THE TASKS.
**a)** From the forum post about Python sub-interpreters, quote everything from "Python itself has" down to "and linker namespaces.)".
**b)** Answer these questions using the forum post about Python sub-interpreters:
(i) Which `dlopen` flag did the problem of symbols with non-unique names lead to?
(ii) Which Python function is given as an example of a wrapping of C stdlib locale?
(iii) How many sub-interpreters can be spawned before running out of thread-local storage space?

Python itself has some "sub-interpreter" support. There was a long conversation about this last year:
https://mail.python.org/pipermail/python-ideas/2015-June/034...
Finally, I have a working approach using `dlmopen` to host multiple interpreters within the same process:
https://gist.github.com/dutc/eba9b2f7980f400f6287
- the approach is so bizarre, because it's a very naïve multiple-embedding. It was intended to prove that you could run a Python 2 and a Python 3 together in the same process as part of a dare. This was thought impossible, since there are symbols with non-unique names that the dynamic linker would be unable to distinguish (which lead me to the `RTLD_DEEPBIND` flag for `dlopen`,) and that there is global state in a Python interpreter that interacts in undesirable ways (which lead me to `dlmopen` and linker namespaces.)
- this approach is stronger than the traditional subinterpreter approach, since I can host multiple interpreters of distinct versions. i.e., I can host a Python 1.5 inside a Python 2.7 inside a Python 3.5.
- the approach is stronger in that I completely isolate C libraries. There's a good amount of functionality provided by C libraries that maintain global state. e.g., `locale.setlocale` is a wrapping of C stdlib locale and is globally scoped.
- this approach is weaker in that it requires a dynamic linker that supports linker namespaces, which effectively limits its use on Windows
- this approach is weaker in that it's not complete: there's insufficient interest in this approach for me to actually write the shims to allow communication between processes.
- this approach is weaker in that it has some weird restrictions such as being able to spawn only 15 sub-interpreters before running out of thread-local storage space
I suppose the premise is that the GIL-removal efforts involve pessimistic coördination. A sub-interpreter approach might have a lighter touch and allow the user to handle coördination between processes (perhaps even requiring/allowing them to handle locks themselves.)

MATERIAL PROVIDED.
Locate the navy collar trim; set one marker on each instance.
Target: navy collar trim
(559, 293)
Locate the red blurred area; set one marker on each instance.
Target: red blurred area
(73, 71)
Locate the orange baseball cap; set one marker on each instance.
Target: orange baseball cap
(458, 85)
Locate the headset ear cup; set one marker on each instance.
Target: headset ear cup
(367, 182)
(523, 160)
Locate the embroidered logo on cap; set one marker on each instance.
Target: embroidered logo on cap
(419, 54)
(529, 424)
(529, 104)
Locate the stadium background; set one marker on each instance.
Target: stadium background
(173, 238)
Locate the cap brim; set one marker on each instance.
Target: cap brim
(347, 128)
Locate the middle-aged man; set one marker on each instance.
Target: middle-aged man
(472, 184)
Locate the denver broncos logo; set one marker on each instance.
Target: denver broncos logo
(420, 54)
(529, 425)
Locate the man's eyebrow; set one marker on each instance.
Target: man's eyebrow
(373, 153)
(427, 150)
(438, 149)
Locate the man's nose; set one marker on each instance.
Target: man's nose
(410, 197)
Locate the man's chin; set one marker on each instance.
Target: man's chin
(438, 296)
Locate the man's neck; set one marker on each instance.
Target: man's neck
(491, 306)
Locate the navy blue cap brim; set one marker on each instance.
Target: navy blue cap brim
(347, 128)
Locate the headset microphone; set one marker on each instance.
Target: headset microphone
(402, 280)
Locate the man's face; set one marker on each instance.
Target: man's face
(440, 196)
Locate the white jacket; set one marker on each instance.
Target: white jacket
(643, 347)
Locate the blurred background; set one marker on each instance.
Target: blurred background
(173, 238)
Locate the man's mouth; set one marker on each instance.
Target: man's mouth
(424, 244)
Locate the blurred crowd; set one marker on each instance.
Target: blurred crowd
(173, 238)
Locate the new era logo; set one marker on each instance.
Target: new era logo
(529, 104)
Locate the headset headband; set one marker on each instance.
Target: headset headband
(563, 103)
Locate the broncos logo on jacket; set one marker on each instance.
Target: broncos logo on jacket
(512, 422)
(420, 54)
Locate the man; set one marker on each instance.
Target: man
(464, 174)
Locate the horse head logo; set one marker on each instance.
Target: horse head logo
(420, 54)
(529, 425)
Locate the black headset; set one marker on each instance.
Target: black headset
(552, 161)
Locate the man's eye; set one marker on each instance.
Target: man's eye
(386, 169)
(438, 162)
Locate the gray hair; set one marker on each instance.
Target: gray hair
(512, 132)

---

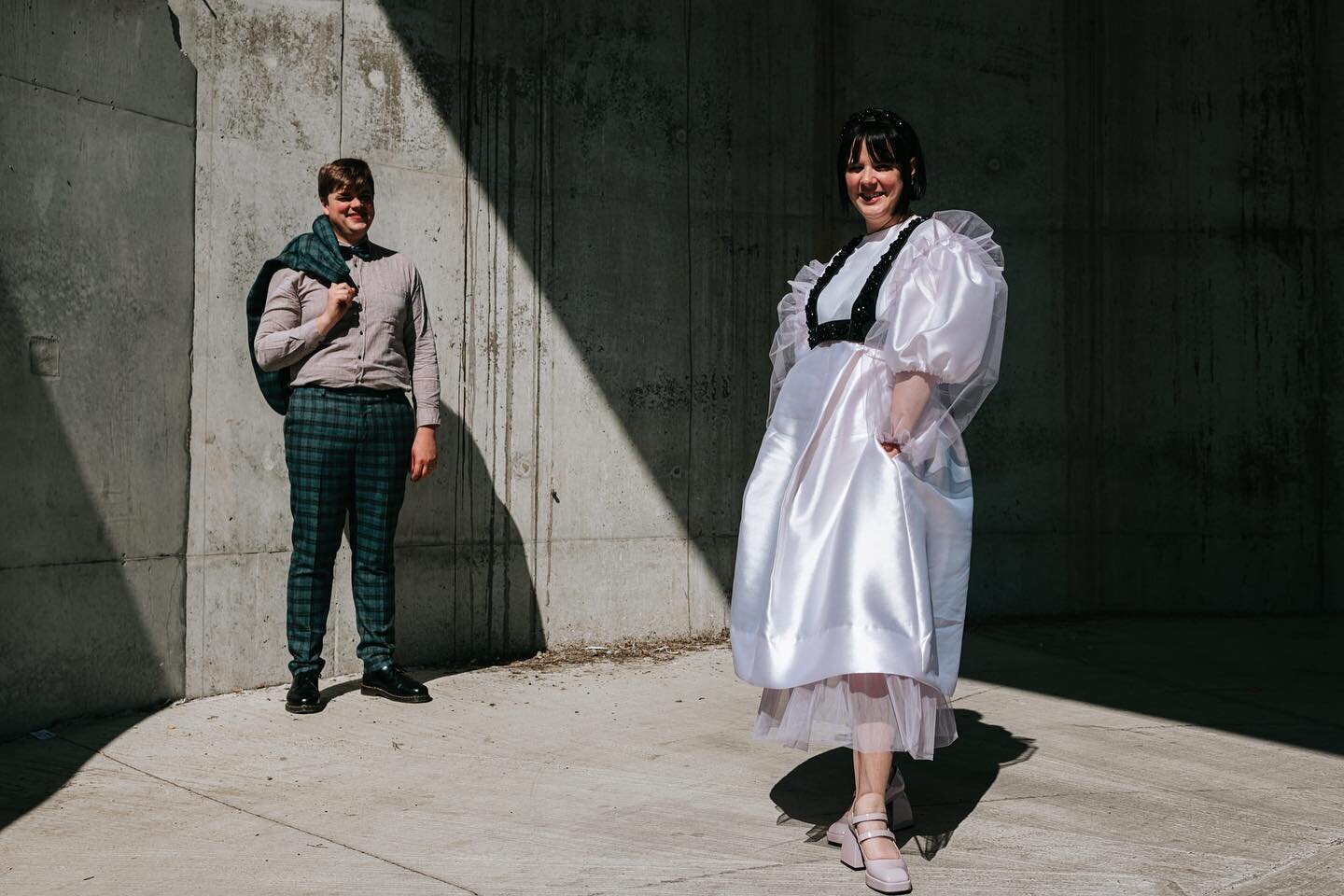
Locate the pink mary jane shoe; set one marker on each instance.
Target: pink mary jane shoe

ANSWERS PROVIDED.
**a)**
Python itself has some "sub-interpreter" support. There was a long conversation about this last year:
https://mail.python.org/pipermail/python-ideas/2015-June/034...
Finally, I have a working approach using `dlmopen` to host multiple interpreters within the same process:
https://gist.github.com/dutc/eba9b2f7980f400f6287
- the approach is so bizarre, because it's a very naïve multiple-embedding. It was intended to prove that you could run a Python 2 and a Python 3 together in the same process as part of a dare. This was thought impossible, since there are symbols with non-unique names that the dynamic linker would be unable to distinguish (which lead me to the `RTLD_DEEPBIND` flag for `dlopen`,) and that there is global state in a Python interpreter that interacts in undesirable ways (which lead me to `dlmopen` and linker namespaces.)

**b)**
(i) `RTLD_DEEPBIND`
(ii) `locale.setlocale`
(iii) 15